# To do
Gather each line containing the string "below" from these entries.

# Task input
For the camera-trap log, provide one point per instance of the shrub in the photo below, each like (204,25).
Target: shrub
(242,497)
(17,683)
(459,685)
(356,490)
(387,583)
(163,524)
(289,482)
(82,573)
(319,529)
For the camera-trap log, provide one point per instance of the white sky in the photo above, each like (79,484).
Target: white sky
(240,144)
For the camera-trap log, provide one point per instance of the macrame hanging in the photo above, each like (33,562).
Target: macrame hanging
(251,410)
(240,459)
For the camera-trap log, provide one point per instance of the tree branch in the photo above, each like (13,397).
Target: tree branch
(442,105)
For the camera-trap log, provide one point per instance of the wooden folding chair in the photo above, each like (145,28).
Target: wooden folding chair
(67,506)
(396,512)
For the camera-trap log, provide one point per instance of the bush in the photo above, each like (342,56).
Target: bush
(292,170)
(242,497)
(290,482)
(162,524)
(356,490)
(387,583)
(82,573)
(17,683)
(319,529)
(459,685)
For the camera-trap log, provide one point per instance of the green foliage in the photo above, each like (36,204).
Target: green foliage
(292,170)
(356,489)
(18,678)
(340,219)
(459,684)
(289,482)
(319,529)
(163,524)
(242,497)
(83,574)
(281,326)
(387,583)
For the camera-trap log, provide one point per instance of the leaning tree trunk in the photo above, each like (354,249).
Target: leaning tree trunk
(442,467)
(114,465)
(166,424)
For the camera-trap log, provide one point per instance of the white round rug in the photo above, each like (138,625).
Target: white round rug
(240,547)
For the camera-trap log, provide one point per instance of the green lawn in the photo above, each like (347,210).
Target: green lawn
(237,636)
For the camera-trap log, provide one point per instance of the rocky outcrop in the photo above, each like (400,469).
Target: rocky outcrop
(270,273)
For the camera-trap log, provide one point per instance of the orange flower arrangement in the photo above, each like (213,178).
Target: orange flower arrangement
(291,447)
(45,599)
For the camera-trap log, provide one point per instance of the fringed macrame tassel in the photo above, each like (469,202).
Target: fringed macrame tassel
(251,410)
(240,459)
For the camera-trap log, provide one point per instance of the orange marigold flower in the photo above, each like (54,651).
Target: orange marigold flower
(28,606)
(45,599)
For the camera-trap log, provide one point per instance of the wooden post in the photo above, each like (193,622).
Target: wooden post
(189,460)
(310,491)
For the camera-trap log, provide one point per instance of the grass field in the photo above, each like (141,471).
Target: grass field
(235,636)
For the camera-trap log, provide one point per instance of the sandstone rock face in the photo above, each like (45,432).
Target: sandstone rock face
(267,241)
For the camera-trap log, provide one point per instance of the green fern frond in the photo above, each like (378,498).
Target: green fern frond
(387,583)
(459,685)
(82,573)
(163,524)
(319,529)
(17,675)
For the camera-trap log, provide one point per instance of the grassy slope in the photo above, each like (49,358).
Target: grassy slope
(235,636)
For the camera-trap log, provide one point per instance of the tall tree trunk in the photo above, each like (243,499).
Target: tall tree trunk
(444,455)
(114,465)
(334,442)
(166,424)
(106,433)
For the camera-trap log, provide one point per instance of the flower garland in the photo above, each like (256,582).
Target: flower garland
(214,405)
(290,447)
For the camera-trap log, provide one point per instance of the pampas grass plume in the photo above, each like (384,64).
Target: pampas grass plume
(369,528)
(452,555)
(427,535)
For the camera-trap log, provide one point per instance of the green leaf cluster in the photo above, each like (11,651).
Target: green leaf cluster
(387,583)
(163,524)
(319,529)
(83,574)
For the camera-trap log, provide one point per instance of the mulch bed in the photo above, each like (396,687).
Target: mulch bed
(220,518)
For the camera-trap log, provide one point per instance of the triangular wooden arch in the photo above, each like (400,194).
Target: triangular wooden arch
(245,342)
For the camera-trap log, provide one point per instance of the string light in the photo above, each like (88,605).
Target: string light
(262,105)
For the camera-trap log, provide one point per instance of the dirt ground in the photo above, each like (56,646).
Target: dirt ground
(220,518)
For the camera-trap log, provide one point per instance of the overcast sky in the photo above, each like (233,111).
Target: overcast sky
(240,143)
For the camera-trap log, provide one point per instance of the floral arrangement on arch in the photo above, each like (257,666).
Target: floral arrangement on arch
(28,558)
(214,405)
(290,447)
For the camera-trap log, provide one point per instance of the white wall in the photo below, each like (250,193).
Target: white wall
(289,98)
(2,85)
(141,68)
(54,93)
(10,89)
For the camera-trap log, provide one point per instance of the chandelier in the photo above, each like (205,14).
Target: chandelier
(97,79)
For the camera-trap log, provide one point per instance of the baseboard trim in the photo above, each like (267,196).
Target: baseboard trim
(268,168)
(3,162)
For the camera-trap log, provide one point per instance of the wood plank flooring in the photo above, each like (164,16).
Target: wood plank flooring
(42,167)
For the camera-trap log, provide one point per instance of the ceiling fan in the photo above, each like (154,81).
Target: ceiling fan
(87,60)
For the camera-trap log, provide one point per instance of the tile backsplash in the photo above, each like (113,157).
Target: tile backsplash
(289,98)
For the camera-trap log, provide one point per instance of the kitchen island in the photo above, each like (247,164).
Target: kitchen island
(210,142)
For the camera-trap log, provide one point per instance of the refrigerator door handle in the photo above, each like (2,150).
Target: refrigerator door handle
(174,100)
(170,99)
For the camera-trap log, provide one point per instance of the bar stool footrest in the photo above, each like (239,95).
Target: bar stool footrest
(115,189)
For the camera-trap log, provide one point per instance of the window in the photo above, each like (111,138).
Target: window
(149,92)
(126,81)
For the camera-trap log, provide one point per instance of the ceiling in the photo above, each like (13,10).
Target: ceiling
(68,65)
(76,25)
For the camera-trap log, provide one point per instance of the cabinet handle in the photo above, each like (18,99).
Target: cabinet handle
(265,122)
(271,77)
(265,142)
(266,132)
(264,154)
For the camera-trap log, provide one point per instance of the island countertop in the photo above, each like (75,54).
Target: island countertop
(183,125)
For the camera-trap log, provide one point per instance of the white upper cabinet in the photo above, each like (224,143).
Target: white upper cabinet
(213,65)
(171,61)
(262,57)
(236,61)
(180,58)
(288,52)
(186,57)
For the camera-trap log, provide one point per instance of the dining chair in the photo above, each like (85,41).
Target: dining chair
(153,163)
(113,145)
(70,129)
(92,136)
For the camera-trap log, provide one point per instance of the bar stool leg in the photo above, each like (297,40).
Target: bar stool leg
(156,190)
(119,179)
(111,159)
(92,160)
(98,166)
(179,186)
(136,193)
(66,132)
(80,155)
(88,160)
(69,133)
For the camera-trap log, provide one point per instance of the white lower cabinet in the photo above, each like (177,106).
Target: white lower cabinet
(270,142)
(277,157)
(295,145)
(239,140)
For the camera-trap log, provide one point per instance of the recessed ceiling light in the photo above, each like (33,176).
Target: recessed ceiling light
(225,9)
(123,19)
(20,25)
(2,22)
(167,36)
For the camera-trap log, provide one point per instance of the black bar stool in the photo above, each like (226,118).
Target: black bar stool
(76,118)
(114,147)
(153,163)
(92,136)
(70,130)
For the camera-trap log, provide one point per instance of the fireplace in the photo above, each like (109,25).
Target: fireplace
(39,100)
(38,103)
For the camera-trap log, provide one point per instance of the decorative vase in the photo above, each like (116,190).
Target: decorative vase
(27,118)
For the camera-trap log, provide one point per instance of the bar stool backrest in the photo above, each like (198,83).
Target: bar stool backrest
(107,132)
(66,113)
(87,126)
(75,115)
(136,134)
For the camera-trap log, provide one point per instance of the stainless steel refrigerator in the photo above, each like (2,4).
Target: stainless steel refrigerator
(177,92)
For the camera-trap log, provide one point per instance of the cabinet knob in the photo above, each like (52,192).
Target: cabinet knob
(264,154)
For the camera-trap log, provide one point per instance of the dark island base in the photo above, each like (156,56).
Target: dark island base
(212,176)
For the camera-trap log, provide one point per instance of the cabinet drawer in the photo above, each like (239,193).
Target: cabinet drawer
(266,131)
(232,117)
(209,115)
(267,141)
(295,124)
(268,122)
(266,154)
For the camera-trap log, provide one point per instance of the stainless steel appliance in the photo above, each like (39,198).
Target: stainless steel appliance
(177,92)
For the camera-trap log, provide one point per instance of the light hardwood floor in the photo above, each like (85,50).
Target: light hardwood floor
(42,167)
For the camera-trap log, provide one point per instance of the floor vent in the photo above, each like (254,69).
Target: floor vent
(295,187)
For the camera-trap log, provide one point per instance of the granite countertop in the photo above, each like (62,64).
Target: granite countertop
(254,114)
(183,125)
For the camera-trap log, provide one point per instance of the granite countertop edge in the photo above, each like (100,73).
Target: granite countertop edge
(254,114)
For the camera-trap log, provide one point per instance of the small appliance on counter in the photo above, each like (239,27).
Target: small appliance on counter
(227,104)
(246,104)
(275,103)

# Solution to this problem
For the camera-trap log, provide one point per instance of the shrub in the photo below, each like (204,25).
For the camera-trap log, provide one point per instance of the white wall in the photo below, each like (250,193).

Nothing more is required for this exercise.